Named object pointing entries:
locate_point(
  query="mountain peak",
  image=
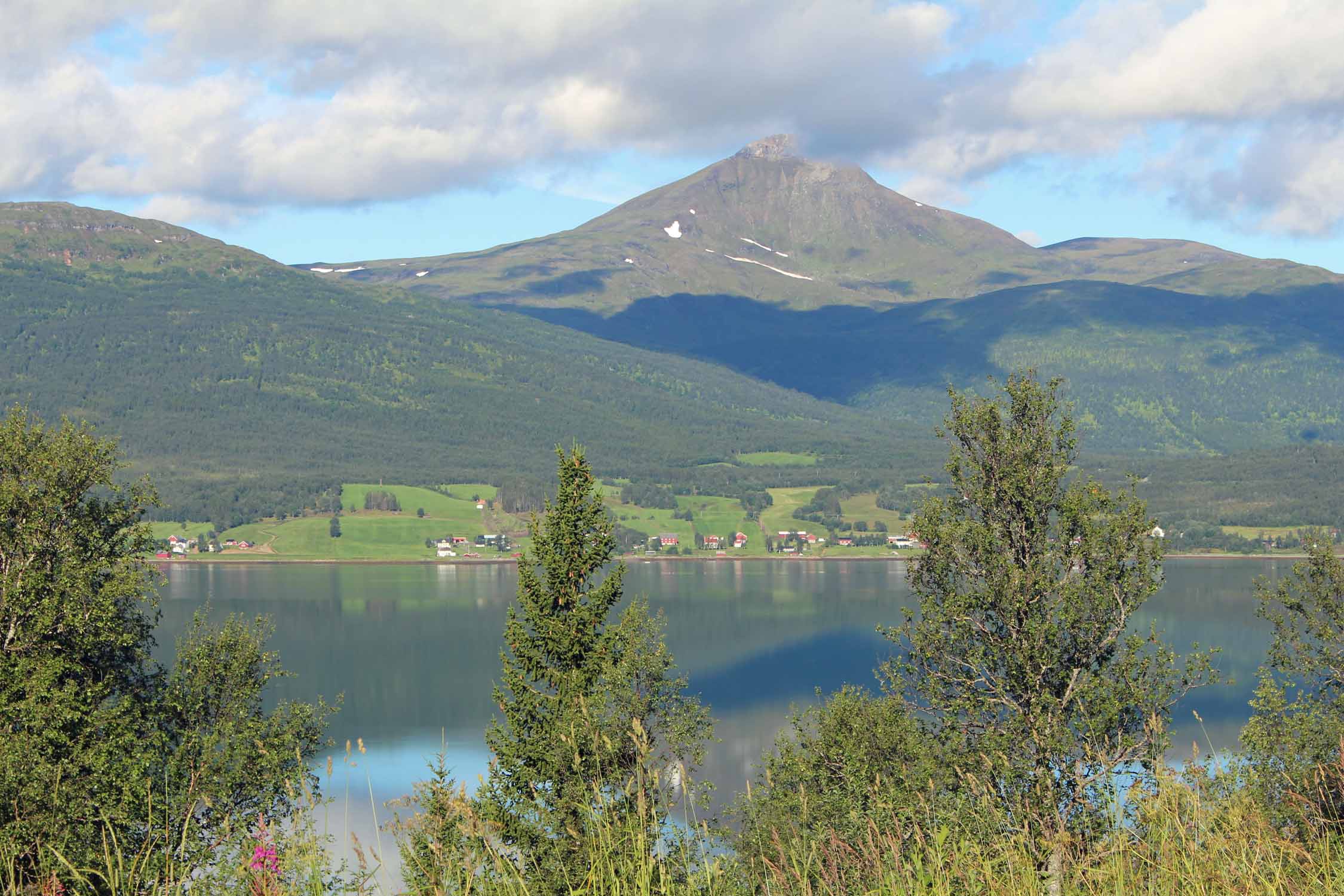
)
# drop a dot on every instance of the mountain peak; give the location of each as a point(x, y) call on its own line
point(772, 147)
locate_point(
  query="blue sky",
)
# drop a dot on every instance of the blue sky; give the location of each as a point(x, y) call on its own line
point(309, 135)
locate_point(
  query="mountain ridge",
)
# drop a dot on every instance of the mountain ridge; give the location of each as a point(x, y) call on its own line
point(769, 223)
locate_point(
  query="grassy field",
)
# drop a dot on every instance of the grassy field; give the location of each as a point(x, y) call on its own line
point(378, 533)
point(381, 535)
point(778, 516)
point(190, 530)
point(776, 458)
point(864, 507)
point(722, 516)
point(468, 489)
point(1256, 531)
point(652, 521)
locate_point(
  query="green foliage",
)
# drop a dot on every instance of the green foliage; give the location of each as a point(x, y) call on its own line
point(229, 758)
point(1019, 655)
point(649, 496)
point(573, 689)
point(1297, 726)
point(77, 614)
point(97, 743)
point(382, 500)
point(109, 342)
point(837, 769)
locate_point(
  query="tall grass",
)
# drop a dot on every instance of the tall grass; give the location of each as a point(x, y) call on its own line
point(1190, 834)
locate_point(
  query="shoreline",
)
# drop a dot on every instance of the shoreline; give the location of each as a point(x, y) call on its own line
point(631, 560)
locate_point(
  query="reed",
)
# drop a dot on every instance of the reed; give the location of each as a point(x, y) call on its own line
point(1185, 837)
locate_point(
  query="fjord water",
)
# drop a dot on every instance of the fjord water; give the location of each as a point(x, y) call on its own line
point(415, 648)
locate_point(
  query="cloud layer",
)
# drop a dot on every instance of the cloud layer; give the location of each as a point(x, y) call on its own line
point(216, 108)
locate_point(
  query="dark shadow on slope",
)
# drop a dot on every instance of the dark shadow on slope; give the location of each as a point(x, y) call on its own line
point(840, 351)
point(572, 284)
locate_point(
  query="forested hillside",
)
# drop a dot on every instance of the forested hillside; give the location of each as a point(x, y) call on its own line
point(1152, 371)
point(249, 392)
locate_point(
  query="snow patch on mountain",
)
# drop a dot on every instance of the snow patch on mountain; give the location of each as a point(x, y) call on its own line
point(751, 261)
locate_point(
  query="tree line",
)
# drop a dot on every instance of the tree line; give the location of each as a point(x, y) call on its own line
point(1017, 695)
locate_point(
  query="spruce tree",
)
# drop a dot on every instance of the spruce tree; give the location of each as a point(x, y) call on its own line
point(574, 691)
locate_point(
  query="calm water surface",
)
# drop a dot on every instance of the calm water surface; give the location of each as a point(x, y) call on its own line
point(415, 649)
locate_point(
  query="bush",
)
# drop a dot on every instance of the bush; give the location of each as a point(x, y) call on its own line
point(381, 500)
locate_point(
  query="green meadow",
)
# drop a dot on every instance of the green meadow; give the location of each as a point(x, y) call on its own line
point(776, 458)
point(379, 535)
point(864, 507)
point(190, 530)
point(382, 535)
point(778, 516)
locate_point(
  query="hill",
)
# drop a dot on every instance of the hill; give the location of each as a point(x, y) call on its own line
point(815, 277)
point(248, 389)
point(797, 233)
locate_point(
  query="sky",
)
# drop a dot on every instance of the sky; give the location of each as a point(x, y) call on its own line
point(343, 131)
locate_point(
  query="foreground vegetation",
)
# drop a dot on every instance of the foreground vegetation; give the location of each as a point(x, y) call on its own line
point(1017, 745)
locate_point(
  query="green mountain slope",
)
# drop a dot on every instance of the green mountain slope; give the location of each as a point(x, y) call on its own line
point(245, 386)
point(769, 225)
point(1151, 370)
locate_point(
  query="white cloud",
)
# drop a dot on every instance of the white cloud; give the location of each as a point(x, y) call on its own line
point(229, 105)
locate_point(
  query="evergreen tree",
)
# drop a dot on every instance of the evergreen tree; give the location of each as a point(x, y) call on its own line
point(574, 691)
point(1019, 656)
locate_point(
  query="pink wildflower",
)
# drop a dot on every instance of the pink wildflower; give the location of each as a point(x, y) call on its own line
point(265, 857)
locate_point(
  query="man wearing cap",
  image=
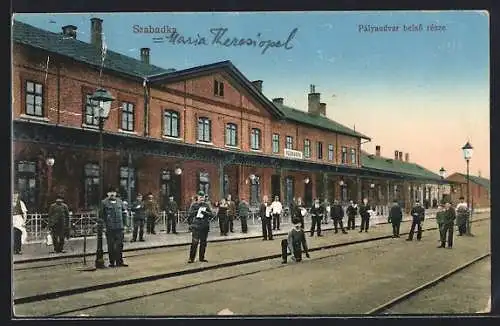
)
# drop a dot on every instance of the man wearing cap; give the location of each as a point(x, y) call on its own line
point(395, 218)
point(418, 215)
point(171, 209)
point(59, 223)
point(199, 224)
point(114, 219)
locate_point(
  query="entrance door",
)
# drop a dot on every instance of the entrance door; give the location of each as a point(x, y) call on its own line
point(276, 187)
point(308, 193)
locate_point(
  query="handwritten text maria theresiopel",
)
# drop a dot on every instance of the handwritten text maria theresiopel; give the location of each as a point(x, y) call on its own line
point(219, 37)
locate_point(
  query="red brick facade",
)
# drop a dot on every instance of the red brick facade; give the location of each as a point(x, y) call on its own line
point(66, 84)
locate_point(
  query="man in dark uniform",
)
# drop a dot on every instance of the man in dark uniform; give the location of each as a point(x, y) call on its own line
point(114, 219)
point(365, 215)
point(395, 218)
point(139, 216)
point(352, 211)
point(295, 242)
point(171, 209)
point(418, 215)
point(317, 213)
point(447, 225)
point(199, 224)
point(59, 223)
point(337, 214)
point(265, 217)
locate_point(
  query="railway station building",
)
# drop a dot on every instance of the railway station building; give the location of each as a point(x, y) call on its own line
point(175, 132)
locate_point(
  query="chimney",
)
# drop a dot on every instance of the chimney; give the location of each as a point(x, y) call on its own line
point(145, 55)
point(322, 109)
point(313, 101)
point(96, 32)
point(258, 84)
point(69, 31)
point(278, 100)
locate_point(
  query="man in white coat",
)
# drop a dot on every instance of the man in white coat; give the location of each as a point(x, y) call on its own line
point(19, 215)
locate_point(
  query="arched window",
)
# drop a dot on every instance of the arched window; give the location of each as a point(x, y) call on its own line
point(204, 130)
point(231, 134)
point(171, 123)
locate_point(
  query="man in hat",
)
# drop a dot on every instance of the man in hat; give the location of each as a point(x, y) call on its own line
point(418, 215)
point(114, 218)
point(395, 218)
point(139, 217)
point(171, 209)
point(152, 211)
point(59, 223)
point(199, 224)
point(295, 243)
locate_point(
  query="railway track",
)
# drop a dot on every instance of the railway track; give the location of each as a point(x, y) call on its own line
point(133, 252)
point(385, 308)
point(160, 276)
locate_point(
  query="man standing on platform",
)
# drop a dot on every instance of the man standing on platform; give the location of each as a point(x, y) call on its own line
point(243, 211)
point(265, 217)
point(317, 214)
point(276, 209)
point(139, 216)
point(171, 209)
point(59, 223)
point(114, 219)
point(352, 211)
point(337, 214)
point(395, 218)
point(418, 215)
point(364, 209)
point(199, 225)
point(231, 213)
point(447, 225)
point(462, 213)
point(152, 212)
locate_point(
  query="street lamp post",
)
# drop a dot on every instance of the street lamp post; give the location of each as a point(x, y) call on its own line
point(467, 151)
point(442, 174)
point(104, 99)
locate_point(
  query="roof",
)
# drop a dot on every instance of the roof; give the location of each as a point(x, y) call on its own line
point(483, 182)
point(380, 163)
point(80, 51)
point(87, 53)
point(318, 121)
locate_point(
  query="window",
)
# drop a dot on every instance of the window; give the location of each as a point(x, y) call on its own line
point(231, 134)
point(127, 116)
point(319, 149)
point(125, 173)
point(255, 191)
point(171, 124)
point(307, 148)
point(255, 139)
point(204, 130)
point(218, 88)
point(91, 187)
point(344, 155)
point(34, 99)
point(331, 152)
point(289, 142)
point(353, 156)
point(91, 117)
point(204, 182)
point(276, 143)
point(26, 183)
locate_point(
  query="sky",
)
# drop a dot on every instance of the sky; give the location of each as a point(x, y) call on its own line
point(423, 92)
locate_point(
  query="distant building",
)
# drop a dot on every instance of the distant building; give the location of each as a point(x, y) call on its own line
point(479, 189)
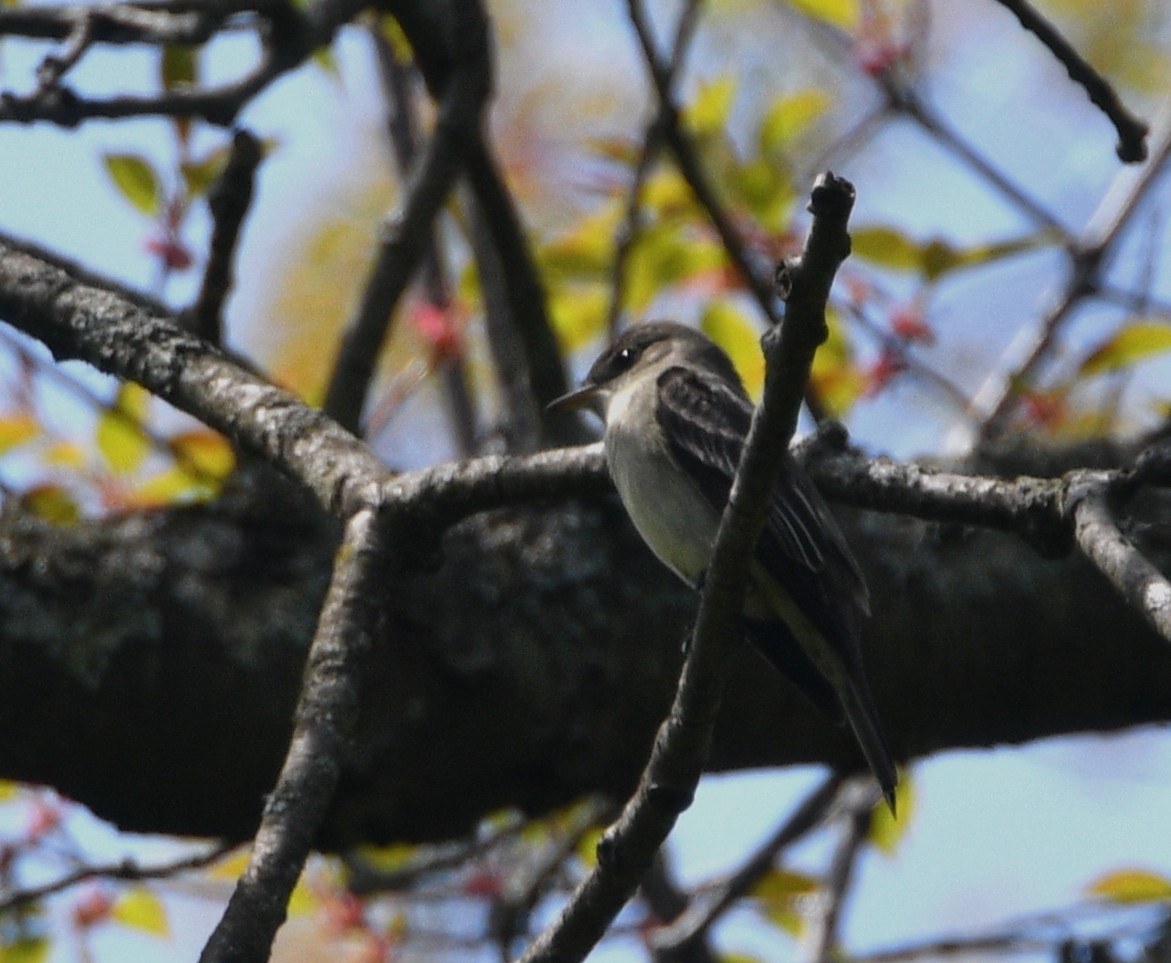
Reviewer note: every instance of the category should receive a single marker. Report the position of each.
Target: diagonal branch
(1139, 582)
(684, 738)
(228, 199)
(1131, 147)
(326, 719)
(287, 36)
(79, 316)
(704, 913)
(692, 171)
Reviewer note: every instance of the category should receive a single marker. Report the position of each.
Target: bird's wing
(801, 548)
(705, 422)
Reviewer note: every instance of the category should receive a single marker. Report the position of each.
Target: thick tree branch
(75, 319)
(228, 199)
(684, 152)
(1141, 584)
(683, 743)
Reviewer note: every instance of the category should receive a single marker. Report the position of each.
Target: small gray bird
(676, 419)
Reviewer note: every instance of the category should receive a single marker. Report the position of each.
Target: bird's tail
(863, 718)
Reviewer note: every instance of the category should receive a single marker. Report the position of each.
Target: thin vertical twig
(403, 127)
(404, 236)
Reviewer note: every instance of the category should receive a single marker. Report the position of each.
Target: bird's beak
(573, 400)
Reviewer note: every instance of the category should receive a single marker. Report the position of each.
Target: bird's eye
(625, 357)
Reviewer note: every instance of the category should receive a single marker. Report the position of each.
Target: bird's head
(644, 350)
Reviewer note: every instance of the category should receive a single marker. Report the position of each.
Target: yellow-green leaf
(392, 33)
(120, 435)
(50, 503)
(178, 66)
(788, 116)
(232, 866)
(586, 252)
(842, 14)
(731, 328)
(765, 189)
(135, 177)
(885, 831)
(138, 908)
(204, 451)
(579, 314)
(885, 246)
(166, 487)
(199, 175)
(35, 950)
(16, 429)
(779, 895)
(1131, 886)
(68, 455)
(709, 111)
(1131, 343)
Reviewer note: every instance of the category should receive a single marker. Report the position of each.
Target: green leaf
(885, 246)
(199, 175)
(178, 67)
(141, 909)
(707, 114)
(120, 436)
(843, 14)
(135, 177)
(1131, 343)
(834, 376)
(885, 831)
(765, 190)
(788, 116)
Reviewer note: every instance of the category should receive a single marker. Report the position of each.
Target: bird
(676, 416)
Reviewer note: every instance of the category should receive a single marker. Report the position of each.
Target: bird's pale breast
(665, 505)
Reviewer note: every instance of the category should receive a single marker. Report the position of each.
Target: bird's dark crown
(630, 347)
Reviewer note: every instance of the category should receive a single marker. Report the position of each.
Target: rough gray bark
(149, 664)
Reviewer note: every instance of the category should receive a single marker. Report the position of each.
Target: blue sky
(994, 834)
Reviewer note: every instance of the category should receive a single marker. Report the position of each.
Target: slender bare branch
(399, 87)
(706, 912)
(404, 236)
(997, 400)
(288, 36)
(228, 200)
(1141, 584)
(686, 159)
(684, 738)
(826, 920)
(1131, 147)
(651, 144)
(324, 723)
(127, 871)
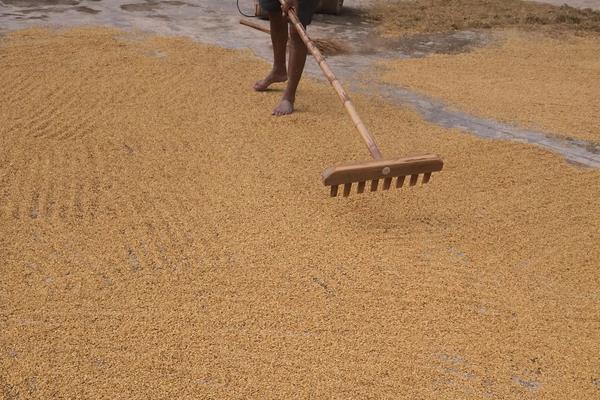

WHAT IS EXPECTED: Output the entries starting from the beginning and continuing through the line containing "point(772, 147)", copied without changes and with both ends included. Omit the pictures from your output.

EXERCISE RESULT:
locate_point(
  query="mountain peak",
  image=
)
# drop a dot on every instance of the mountain peak; give the location of each as a point(x, y) call on its own line
point(772, 147)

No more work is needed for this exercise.